Try it: Filter the entries for the string "image". Copy each line that has it.

Dataset extract:
* * * * * * *

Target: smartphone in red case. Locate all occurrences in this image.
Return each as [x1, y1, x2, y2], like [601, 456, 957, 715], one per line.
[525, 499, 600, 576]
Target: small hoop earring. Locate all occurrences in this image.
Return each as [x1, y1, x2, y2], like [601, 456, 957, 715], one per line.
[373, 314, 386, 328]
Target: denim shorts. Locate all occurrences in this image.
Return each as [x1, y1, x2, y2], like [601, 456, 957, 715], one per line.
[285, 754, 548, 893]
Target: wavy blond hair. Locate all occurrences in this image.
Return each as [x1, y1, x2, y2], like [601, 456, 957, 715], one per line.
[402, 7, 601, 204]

* * * * * * *

Answer for the task:
Target: smartphone in red case. Locate all occurrences in this image.
Target: small hoop earring. Locate all occurrences in this image.
Target: denim shorts. Locate all occurrences in this image.
Target: wavy blond hair. Locate all occurrences in this image.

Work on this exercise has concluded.